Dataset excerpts

_ _ _ _

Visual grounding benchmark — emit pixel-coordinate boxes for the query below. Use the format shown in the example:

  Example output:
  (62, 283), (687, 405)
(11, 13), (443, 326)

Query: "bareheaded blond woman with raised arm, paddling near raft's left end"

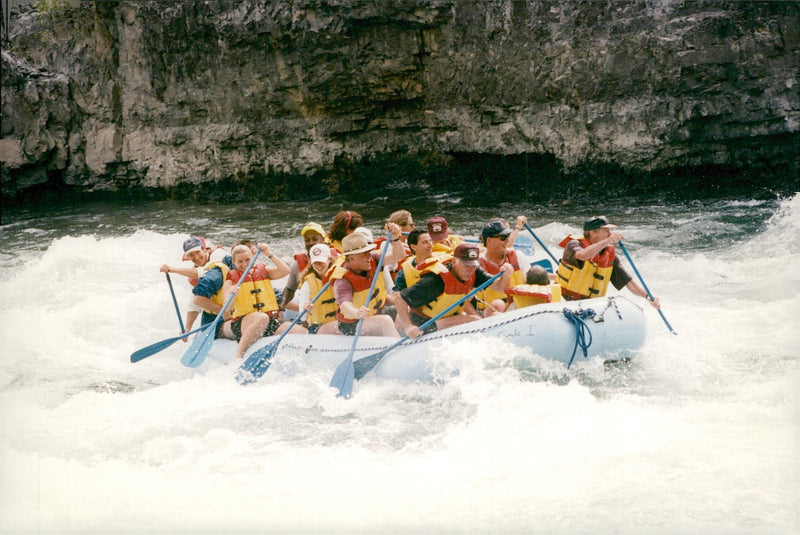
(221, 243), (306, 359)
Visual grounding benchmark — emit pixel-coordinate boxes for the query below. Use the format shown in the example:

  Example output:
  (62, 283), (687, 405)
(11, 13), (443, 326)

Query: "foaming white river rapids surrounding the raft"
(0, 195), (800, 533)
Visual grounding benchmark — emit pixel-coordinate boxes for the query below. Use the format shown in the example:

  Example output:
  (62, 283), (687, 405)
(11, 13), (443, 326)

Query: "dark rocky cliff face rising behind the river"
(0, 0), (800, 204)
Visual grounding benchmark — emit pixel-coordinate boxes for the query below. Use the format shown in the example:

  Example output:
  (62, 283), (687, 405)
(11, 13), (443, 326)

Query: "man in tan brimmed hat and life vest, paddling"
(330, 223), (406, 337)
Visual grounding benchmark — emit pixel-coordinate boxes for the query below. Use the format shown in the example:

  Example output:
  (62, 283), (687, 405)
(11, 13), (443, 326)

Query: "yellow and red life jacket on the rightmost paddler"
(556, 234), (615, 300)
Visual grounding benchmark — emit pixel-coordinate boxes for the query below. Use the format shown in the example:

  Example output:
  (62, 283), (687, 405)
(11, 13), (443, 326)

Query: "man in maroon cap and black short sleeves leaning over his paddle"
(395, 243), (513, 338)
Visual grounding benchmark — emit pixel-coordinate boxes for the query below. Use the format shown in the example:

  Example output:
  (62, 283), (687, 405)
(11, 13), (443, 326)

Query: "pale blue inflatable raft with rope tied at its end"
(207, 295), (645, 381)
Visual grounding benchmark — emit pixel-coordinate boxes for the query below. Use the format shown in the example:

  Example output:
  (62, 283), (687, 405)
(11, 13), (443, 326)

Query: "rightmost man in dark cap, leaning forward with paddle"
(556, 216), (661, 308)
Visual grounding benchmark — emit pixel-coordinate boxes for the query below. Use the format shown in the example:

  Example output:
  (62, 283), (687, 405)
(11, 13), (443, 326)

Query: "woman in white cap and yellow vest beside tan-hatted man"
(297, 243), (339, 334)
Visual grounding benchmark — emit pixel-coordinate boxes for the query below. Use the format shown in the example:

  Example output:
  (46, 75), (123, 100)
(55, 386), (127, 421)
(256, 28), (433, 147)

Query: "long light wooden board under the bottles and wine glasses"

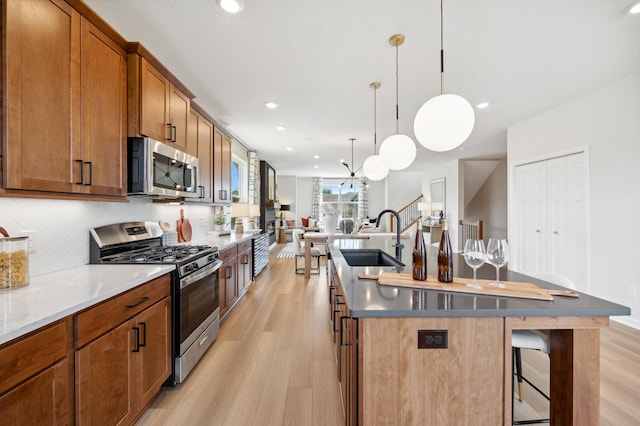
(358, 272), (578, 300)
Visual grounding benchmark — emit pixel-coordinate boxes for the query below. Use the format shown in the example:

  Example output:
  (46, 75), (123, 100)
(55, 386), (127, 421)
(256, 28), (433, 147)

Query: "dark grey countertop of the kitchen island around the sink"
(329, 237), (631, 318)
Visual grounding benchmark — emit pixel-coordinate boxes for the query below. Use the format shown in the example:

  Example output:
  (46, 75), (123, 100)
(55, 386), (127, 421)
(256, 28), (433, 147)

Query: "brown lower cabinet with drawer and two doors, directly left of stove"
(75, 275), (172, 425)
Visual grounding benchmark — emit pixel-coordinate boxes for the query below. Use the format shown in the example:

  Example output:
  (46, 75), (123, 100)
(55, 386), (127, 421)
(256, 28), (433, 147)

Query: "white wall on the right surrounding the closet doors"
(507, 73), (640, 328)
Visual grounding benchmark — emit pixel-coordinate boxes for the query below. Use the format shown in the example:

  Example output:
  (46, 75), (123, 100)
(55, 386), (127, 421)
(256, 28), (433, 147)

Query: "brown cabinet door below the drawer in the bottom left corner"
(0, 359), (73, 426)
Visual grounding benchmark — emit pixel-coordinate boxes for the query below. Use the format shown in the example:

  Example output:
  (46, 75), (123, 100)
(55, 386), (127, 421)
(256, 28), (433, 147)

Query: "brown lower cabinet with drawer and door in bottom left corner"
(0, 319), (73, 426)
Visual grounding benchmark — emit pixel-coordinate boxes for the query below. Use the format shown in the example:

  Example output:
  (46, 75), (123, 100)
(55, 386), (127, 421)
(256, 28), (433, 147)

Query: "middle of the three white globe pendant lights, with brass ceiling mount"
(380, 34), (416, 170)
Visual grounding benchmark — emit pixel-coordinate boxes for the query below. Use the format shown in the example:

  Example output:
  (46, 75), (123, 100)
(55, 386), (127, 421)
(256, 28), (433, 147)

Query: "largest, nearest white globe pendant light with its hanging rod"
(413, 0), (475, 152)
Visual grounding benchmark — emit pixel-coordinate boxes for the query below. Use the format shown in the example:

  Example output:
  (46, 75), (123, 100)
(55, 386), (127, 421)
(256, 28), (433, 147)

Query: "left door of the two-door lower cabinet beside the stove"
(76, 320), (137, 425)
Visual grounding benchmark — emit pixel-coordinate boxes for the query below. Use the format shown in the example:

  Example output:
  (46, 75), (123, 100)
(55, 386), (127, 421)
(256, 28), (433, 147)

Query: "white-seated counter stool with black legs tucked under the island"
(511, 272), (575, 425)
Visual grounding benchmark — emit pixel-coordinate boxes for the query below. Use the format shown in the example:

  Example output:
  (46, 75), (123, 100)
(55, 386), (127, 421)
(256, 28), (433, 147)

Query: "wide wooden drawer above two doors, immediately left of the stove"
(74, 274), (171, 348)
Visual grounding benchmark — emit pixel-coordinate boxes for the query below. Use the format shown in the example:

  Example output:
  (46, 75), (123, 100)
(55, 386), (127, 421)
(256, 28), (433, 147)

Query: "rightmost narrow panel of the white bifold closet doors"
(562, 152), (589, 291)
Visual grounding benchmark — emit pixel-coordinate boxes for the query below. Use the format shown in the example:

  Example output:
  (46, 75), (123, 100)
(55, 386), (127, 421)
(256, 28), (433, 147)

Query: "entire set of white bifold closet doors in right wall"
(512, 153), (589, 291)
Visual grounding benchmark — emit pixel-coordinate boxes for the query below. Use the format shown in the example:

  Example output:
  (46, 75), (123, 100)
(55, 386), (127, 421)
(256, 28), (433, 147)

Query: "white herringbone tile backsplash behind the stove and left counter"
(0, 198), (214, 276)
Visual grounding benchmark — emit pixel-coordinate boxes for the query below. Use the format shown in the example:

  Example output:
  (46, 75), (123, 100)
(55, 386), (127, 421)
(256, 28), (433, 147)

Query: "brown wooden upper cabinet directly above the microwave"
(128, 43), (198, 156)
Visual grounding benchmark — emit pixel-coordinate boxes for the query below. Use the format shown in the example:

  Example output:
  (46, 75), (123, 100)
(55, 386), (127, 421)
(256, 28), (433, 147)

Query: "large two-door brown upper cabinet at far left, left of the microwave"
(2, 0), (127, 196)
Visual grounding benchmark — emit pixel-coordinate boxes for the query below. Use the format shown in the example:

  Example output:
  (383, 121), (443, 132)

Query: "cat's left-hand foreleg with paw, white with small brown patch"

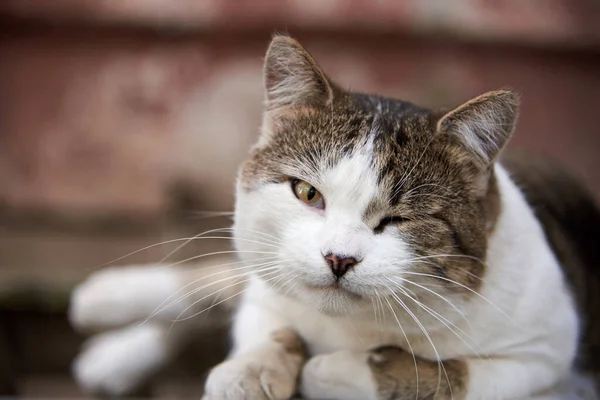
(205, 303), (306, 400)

_ _ _ _

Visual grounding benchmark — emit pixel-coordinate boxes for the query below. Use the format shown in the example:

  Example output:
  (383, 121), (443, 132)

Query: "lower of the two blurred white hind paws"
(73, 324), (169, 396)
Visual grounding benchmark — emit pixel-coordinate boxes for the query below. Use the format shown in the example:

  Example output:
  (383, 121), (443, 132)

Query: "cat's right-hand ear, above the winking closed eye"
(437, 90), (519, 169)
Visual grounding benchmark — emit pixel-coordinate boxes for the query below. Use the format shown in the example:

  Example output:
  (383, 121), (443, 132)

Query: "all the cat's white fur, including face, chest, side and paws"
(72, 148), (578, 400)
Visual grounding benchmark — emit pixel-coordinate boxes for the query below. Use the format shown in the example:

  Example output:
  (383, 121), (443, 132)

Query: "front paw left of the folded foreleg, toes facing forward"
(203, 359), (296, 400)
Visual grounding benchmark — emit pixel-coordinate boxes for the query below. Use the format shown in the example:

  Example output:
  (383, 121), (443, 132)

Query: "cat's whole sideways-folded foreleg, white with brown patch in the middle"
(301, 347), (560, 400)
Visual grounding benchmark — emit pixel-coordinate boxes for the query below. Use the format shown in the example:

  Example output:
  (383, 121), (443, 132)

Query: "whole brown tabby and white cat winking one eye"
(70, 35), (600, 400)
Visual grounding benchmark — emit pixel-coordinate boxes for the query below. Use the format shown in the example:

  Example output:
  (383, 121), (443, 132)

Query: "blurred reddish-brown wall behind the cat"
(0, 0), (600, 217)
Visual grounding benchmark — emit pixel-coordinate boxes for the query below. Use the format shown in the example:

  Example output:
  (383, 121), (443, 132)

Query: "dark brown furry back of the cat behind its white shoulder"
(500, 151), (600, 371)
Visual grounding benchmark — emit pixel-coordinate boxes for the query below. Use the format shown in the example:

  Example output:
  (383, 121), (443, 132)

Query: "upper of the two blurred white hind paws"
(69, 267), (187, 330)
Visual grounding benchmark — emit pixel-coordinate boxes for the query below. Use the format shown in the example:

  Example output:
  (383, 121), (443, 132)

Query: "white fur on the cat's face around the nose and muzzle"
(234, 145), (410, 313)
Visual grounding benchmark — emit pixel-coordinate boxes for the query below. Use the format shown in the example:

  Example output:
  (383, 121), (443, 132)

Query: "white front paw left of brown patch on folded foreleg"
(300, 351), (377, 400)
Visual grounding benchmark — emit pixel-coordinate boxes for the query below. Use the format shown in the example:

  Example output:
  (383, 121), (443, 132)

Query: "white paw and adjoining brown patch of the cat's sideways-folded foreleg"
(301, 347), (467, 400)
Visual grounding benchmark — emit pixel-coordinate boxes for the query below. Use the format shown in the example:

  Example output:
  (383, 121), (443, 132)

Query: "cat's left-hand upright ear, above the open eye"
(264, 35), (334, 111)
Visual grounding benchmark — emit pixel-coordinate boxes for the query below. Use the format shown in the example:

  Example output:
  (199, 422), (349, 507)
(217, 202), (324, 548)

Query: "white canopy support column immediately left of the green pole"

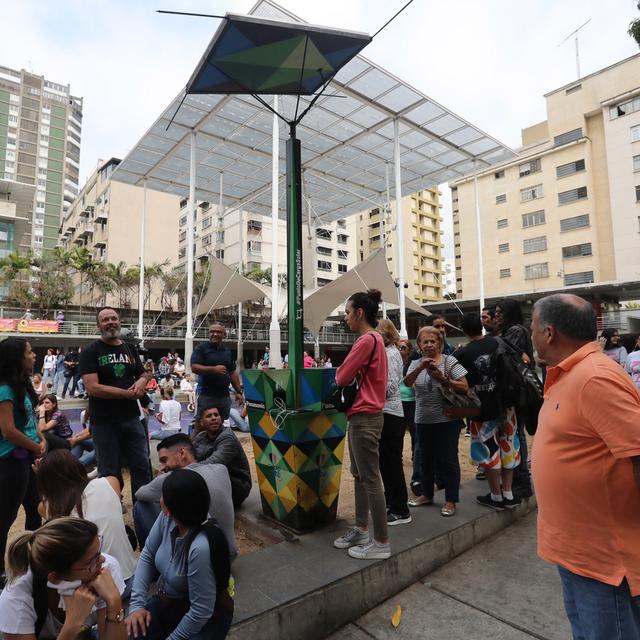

_ _ _ _

From the data above, output exactly the lines between the one containing "brown tabby and" and the one containing "canopy support column", counting both of them.

Query: "whole brown tabby and white cat winking one eye"
(70, 35), (600, 400)
Visual grounding benchmark — emit pixel-coordinate boxes for the query below. Use the format shown in the example:

  Example output:
  (383, 121), (443, 132)

Query: "blurred reddish-brown wall behind the cat"
(0, 0), (600, 217)
Visual grounding benchmark — emit pixel-coordinate boxes for the query below. Use the format shown in the example:

  Example output:
  (383, 121), (443, 132)

Query: "dark brown furry back of the cat behind its white shoulder"
(500, 151), (600, 371)
Visual grounding benchmark — emit pixel-coordinate boxes for the query below. Use the format shown in the example:

  Example output:
  (383, 121), (443, 132)

Query: "upper of the two blurred white hind paws"
(69, 267), (187, 330)
Visual grounding benchmark — emit pixel-coordinate boxes for the query below. Use the format shown in the example:

  Example output:
  (383, 121), (443, 132)

Query: "white fur on the cat's face around the nose and muzzle"
(234, 145), (410, 313)
Visual grounding benchmark — emit pixel-coordinate boxes for the query below. Use the format shown in the example:

  Example output:
  (383, 121), (443, 132)

Query: "white front paw left of brown patch on folded foreleg"
(300, 351), (377, 400)
Visual grounding benchmark — emit pixel-coordinate boxes for the query below. Use the format shown in the example:

  Example output:
  (383, 121), (443, 132)

Query: "white paw and adjoining brown patch of the cat's sideways-folded foreleg"
(301, 347), (467, 400)
Visual grounding benchmark — emit pixel-coordinate boxes for the query below. Use the format shown in the example:

  Example output:
  (383, 121), (443, 132)

Query: "cat's left-hand upright ear, above the open eye"
(264, 35), (334, 111)
Visual grounding benchmark — emit pixel-coordinate boxes for the query below. Use the format shown in the example:

  Example output:
  (199, 422), (349, 507)
(217, 202), (324, 548)

Query: "white canopy support column immediately left of the green pole"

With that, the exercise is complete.